• **TASK**
Find the line containing "Could you point out the orange stucco". Reproduce it and every line after it up to the end of the records, exactly as written.

Object location annotation data
(begin)

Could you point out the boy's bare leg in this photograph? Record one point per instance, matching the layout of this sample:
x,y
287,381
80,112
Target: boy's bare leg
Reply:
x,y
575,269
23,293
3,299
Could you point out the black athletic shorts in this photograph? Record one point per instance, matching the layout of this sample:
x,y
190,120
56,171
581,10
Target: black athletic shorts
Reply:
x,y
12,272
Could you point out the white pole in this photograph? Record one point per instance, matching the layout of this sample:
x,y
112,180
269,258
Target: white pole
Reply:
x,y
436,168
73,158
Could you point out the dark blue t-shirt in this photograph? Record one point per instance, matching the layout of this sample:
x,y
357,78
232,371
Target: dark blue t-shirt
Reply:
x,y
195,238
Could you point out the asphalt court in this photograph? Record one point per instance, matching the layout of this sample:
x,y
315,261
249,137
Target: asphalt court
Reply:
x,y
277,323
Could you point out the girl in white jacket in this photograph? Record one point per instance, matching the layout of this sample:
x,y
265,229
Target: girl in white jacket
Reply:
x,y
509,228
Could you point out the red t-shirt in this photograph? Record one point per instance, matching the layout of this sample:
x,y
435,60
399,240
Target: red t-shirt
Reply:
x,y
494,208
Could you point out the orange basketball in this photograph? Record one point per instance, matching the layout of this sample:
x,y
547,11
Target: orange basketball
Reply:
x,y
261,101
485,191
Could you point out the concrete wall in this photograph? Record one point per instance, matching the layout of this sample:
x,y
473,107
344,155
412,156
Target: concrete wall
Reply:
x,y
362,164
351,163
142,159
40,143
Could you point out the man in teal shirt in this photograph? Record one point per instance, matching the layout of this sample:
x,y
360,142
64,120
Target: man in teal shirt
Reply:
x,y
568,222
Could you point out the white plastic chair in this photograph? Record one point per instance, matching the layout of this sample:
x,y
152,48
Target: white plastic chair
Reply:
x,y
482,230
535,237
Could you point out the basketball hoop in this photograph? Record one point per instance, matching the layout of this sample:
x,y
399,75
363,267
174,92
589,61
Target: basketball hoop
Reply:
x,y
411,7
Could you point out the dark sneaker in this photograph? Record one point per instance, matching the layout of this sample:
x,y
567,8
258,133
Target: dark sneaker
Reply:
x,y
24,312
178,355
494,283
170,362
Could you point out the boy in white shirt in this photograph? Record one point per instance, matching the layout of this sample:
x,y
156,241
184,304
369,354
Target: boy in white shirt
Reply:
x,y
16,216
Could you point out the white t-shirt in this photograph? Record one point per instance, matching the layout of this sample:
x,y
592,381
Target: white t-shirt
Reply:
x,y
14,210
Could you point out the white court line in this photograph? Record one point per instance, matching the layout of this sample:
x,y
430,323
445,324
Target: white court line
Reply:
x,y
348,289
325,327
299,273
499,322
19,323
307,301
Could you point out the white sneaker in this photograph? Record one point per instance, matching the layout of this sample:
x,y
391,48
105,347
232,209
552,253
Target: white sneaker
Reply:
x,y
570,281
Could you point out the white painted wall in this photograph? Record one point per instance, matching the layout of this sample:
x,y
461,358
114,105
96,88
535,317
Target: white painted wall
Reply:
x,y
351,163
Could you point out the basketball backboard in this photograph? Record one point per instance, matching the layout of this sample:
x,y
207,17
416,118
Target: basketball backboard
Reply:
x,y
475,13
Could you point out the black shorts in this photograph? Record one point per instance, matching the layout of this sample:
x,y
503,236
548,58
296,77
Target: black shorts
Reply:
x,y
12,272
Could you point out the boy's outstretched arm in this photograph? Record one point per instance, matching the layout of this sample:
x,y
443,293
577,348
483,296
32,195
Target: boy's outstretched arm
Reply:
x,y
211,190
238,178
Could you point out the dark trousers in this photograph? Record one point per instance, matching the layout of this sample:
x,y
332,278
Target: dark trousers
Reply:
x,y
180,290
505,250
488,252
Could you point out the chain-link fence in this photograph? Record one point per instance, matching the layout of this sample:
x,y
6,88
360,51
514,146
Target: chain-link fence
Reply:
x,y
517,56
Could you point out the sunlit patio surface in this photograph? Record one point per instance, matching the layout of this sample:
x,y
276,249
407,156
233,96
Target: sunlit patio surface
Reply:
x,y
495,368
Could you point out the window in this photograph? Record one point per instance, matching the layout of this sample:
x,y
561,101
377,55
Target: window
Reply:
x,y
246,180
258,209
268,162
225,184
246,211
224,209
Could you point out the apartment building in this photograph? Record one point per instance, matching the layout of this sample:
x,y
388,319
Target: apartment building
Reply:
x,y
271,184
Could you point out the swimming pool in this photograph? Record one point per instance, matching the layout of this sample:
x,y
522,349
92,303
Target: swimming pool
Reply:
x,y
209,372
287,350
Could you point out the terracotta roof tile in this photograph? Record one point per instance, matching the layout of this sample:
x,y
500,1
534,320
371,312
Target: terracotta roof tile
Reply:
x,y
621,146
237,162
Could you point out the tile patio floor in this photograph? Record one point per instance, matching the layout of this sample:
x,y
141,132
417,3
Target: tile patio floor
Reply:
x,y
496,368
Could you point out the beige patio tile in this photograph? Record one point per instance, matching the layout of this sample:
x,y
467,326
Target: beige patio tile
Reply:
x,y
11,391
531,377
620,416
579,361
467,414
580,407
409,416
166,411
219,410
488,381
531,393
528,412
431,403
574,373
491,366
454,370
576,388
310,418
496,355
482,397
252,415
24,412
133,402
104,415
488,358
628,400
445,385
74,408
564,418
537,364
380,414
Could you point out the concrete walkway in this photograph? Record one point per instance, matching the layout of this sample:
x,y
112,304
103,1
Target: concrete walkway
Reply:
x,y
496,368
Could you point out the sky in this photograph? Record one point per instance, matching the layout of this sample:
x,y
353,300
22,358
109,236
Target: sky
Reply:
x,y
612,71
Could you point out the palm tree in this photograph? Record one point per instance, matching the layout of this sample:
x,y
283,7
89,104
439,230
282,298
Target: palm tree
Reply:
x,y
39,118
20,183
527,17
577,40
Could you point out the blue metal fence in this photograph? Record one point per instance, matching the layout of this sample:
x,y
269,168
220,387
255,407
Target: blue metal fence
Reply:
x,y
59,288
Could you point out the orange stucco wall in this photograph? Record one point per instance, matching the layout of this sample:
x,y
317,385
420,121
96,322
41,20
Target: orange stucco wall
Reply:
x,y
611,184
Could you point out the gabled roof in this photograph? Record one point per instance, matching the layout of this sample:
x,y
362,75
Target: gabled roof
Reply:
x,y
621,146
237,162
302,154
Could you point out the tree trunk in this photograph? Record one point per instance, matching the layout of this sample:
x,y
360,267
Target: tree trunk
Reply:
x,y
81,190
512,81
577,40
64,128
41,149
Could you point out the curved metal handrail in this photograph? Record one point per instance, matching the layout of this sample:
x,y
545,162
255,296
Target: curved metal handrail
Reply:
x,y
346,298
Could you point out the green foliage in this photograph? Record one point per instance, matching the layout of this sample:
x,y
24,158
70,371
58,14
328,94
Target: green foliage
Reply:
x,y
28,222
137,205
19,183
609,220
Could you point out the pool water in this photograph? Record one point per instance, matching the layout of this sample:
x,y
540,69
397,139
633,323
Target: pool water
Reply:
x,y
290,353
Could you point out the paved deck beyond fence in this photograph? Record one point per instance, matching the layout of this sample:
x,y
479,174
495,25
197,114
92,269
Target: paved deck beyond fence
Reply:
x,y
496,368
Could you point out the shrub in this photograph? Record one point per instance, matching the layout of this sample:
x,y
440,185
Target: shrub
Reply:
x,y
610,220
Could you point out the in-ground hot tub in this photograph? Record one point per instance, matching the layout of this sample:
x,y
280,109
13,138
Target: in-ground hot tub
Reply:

(end)

• **THE COMPLETED TASK**
Could you point out the orange stucco wall in this photograph? Record one point per instance, matching the layout of this sample:
x,y
317,385
420,121
96,322
41,20
Target: orange stucco wall
Reply:
x,y
611,184
Could you point out the gabled roof in this photograph? Record one point per instance, matching the layout of this sample:
x,y
362,75
Target: gabled roof
Reply:
x,y
621,146
237,162
302,154
Could you point out the tree trunk in this photograph? Record one point per instance, matching the layout of this sample:
x,y
360,267
Target: tree trunk
Reply:
x,y
81,190
512,81
577,40
64,128
41,149
Could you point out the curved metal handrail in this photograph? Record one point per instance, matching the layout of this sample:
x,y
545,162
255,296
Target: curved metal handrail
Reply:
x,y
346,298
Could you point out the green foliage in this photograph? Record one point per instance, matching the layout of this sample:
x,y
24,158
70,371
58,14
328,94
Target: green foliage
Reply:
x,y
28,222
137,205
19,183
609,220
Could you point out the pool water in this photograph? Record one point per instance, matching the layout of this sample:
x,y
540,69
397,139
633,323
Target: pool water
Reply:
x,y
290,353
Could you point out the paved deck beyond fence in this photograph? Record one point per instance, matching the layout of this sample:
x,y
479,174
495,25
197,114
92,269
Target: paved deck beyond fence
Reply:
x,y
496,368
Could you point out the shrub in this photograph? Record one point per instance, matching the layout of this sample:
x,y
440,185
Target: shrub
Reply:
x,y
610,220
Could you point out the in-ground hot tub in this photograph? Record one point per instance, matching the layout of this sample:
x,y
280,109
13,138
Target: in-ground hot tub
Reply:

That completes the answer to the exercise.